--- Passage for review Enclosed Below ---
The military said on Tuesday it will ask health authorities to shorten soldiers' coronavirus quarantine period amid fears the massive surge in Omicron cases may sabotage IDF's operational capabilities.
According to the military, at least 5,000 soldiers are currently classified as active COVID patients, of whom at least two are major generals. Thousands more have also been sent to quarantine after exposure to a confirmed carrier.
The military said that most of the infected soldiers are asymptomatic or suffer from mils symptoms.
IDF Chief of Staff Lt. Gen. Aviv Kochavi held on Monday a situational assessment on preservation of IDF's operational capabilities, with emphasis on special units such as air defense, submarines, and critical facilities. After the meeting, it was decided to ask the Health Ministry to reduce the quarantine period of "essential'" IDF personnel to five days.
Kochavi also ordered the Home Front Command to assist Israel's economy, the Health Ministry, and the education system as much as possible.
"If quarantine time won't be shortened, there will be no one to protect the frontier in two weeks," a senior IDF officer said. "We must change IDF's quarantine policy. The main goal is to maintain operational continuity, but with such long isolations, and at this rate of contagion, it will be impossible."
In addition to potential damage to operational activity, the large scope of isolations has brought many command and training courses to a halt.
The Medical Corps, meanwhile, said they oppose suspending leave of soldiers as was done in previous COVID waves, but it does support the capsule model, which was implemented recently in some IDF units.
--- End of Enclosed Passage for review ---
> **Task to complete**: Copy out the whole article on the military's push to shorten soldiers' quarantine, word for word.
--- Provided data Enclosed Below ---
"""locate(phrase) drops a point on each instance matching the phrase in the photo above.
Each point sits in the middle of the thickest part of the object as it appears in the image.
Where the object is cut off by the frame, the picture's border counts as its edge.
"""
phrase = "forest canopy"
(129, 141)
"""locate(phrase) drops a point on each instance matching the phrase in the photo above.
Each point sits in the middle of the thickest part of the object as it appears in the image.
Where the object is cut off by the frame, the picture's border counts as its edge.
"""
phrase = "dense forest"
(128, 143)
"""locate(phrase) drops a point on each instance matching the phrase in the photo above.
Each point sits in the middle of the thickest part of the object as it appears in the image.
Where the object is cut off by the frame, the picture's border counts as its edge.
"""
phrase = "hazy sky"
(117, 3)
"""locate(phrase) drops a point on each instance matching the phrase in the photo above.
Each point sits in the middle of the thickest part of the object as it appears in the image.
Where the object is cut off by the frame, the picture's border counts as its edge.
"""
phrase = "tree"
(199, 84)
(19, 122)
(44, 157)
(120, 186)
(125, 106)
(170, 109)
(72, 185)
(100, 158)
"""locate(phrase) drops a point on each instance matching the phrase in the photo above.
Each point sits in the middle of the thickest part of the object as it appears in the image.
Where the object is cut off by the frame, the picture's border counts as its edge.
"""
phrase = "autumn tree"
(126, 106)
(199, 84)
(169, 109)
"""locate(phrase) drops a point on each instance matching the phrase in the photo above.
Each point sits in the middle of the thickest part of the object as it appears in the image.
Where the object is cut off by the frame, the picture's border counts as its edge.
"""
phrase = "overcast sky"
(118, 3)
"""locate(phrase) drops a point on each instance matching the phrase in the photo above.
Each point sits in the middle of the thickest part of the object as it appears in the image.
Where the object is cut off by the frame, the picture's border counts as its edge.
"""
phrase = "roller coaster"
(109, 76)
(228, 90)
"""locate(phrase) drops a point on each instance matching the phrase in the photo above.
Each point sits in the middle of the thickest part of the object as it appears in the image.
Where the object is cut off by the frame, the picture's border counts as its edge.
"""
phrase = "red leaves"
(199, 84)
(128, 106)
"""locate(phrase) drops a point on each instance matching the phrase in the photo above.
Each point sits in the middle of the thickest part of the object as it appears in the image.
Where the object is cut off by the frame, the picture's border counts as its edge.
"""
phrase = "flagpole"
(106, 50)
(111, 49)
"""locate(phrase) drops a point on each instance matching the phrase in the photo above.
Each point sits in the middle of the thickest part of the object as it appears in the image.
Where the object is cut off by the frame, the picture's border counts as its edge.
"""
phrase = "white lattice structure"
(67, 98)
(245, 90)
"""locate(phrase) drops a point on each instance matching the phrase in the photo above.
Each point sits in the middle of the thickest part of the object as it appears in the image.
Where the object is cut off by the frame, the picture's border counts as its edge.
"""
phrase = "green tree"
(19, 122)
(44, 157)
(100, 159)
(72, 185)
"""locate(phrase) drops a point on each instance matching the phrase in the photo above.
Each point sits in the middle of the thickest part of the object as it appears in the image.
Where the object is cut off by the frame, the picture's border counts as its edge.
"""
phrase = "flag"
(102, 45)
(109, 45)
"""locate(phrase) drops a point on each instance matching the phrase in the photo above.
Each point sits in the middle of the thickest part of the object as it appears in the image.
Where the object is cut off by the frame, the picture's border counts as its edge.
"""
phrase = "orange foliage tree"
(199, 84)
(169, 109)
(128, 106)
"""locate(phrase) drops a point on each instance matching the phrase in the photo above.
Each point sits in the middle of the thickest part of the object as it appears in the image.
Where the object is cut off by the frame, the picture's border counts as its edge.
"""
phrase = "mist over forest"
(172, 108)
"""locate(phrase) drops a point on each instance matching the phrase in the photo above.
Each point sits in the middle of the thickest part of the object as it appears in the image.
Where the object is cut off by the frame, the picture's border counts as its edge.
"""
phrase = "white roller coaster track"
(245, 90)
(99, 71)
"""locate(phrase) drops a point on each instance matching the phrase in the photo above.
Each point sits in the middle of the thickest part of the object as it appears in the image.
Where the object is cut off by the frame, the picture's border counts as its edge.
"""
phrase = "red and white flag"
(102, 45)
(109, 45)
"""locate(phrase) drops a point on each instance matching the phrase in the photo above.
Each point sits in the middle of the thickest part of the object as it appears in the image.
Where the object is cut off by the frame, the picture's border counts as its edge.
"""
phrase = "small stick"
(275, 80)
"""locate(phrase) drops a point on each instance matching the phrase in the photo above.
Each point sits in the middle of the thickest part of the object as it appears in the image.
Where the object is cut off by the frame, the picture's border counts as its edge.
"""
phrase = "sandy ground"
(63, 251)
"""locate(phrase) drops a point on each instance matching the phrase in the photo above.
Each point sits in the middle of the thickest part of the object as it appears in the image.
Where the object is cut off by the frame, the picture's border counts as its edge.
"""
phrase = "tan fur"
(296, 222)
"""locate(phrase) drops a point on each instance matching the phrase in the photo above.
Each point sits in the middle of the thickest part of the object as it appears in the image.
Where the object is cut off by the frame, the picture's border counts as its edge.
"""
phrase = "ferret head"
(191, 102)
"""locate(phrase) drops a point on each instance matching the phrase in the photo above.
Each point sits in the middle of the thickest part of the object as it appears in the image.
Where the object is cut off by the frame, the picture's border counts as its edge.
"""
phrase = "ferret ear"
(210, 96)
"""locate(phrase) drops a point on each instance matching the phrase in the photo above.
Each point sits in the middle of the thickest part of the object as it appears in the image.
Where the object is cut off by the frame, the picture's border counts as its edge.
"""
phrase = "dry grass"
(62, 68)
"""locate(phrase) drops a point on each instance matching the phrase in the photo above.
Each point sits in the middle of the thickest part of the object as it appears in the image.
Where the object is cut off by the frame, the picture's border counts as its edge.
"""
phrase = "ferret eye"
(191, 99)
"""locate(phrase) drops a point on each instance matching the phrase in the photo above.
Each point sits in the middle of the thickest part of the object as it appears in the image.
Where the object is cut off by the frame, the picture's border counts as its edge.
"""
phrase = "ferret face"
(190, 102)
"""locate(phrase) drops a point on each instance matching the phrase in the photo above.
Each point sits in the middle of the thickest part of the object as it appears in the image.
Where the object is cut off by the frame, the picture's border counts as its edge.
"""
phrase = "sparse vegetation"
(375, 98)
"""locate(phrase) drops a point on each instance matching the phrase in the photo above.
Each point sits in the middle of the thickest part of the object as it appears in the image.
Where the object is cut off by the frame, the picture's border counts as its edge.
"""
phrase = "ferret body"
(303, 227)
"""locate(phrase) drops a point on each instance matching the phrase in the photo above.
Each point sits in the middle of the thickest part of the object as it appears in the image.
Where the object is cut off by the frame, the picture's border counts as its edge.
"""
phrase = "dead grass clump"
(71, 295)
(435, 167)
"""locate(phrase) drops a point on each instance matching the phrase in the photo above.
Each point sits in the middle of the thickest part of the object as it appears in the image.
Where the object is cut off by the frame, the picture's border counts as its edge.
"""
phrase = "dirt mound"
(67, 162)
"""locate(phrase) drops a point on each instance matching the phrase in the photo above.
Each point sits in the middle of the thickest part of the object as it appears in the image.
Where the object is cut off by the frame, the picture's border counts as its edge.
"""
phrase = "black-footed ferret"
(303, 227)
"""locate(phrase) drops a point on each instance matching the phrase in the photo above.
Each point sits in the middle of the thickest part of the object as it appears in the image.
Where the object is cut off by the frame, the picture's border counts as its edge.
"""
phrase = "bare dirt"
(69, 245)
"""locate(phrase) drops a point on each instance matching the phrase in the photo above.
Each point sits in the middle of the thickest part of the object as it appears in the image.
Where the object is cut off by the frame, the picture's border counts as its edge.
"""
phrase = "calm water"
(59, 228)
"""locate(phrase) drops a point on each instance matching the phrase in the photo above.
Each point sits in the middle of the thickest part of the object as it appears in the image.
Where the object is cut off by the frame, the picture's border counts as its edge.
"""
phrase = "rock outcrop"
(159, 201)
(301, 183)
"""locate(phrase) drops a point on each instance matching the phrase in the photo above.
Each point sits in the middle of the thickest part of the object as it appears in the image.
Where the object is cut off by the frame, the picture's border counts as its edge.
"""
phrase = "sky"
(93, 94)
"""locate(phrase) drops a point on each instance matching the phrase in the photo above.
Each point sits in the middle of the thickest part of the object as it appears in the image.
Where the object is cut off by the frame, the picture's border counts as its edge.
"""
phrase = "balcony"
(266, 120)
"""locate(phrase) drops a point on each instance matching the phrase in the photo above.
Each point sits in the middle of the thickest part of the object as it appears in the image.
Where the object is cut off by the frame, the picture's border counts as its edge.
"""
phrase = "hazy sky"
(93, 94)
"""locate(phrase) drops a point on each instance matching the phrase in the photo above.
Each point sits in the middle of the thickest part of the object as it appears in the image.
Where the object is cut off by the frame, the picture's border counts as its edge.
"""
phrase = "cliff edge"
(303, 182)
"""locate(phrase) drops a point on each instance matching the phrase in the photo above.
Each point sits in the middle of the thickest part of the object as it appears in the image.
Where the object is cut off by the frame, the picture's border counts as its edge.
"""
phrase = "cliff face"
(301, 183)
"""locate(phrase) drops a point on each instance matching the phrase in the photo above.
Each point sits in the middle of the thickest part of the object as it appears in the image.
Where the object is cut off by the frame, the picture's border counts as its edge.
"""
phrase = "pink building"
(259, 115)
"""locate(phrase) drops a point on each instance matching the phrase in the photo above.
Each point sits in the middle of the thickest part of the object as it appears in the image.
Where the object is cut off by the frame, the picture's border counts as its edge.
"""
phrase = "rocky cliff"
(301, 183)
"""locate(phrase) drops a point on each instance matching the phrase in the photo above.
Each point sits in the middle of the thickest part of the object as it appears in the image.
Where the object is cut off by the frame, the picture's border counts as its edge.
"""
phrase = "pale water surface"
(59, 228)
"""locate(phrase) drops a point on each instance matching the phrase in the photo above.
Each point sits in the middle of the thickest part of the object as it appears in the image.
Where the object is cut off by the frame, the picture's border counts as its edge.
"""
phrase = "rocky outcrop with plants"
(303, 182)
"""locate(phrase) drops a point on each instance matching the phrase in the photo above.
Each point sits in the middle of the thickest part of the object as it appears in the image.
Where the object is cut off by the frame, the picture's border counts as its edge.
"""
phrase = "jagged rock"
--- End of Enclosed Provided data ---
> **Response for this exercise**:
The military said on Tuesday it will ask health authorities to shorten soldiers' coronavirus quarantine period amid fears the massive surge in Omicron cases may sabotage IDF's operational capabilities.
According to the military, at least 5,000 soldiers are currently classified as active COVID patients, of whom at least two are major generals. Thousands more have also been sent to quarantine after exposure to a confirmed carrier.
The military said that most of the infected soldiers are asymptomatic or suffer from mils symptoms.
IDF Chief of Staff Lt. Gen. Aviv Kochavi held on Monday a situational assessment on preservation of IDF's operational capabilities, with emphasis on special units such as air defense, submarines, and critical facilities. After the meeting, it was decided to ask the Health Ministry to reduce the quarantine period of "essential'" IDF personnel to five days.
Kochavi also ordered the Home Front Command to assist Israel's economy, the Health Ministry, and the education system as much as possible.
"If quarantine time won't be shortened, there will be no one to protect the frontier in two weeks," a senior IDF officer said. "We must change IDF's quarantine policy. The main goal is to maintain operational continuity, but with such long isolations, and at this rate of contagion, it will be impossible."
In addition to potential damage to operational activity, the large scope of isolations has brought many command and training courses to a halt.
The Medical Corps, meanwhile, said they oppose suspending leave of soldiers as was done in previous COVID waves, but it does support the capsule model, which was implemented recently in some IDF units.